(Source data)
## Start

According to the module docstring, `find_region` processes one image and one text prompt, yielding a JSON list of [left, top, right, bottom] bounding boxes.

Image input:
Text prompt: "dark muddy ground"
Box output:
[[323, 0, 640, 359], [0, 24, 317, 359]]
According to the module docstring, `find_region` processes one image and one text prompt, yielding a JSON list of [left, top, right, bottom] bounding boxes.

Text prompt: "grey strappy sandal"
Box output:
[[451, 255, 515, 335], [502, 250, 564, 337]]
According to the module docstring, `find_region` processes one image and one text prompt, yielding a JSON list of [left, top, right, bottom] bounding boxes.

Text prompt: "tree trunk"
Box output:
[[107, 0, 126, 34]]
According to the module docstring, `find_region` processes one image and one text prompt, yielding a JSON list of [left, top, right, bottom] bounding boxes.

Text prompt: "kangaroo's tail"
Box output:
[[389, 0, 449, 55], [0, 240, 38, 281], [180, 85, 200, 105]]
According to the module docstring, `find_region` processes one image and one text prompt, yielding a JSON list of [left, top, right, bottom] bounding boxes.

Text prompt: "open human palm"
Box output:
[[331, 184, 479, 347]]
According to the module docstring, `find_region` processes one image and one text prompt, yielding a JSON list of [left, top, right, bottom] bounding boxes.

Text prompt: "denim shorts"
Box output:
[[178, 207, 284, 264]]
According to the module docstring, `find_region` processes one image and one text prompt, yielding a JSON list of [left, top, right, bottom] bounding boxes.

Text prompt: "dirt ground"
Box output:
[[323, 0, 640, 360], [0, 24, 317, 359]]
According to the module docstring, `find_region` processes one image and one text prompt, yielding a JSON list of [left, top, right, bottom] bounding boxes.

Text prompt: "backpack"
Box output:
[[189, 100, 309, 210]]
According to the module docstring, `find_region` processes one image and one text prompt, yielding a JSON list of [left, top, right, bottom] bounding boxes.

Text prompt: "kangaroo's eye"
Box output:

## End

■ Task prompt ■
Rewrite the stretch from the start of the listing through the line containing "[[323, 0, 640, 359], [0, 24, 317, 359]]", substituting "wet" for "muddy" and keeping everything else unchanged.

■ The output ■
According to the module docstring, `find_region` processes one image and one text prompt, yielding a JSON list of [left, top, right, bottom] bounding boxes.

Image input:
Text prompt: "dark wet ground"
Box output:
[[323, 0, 640, 359], [0, 24, 317, 359]]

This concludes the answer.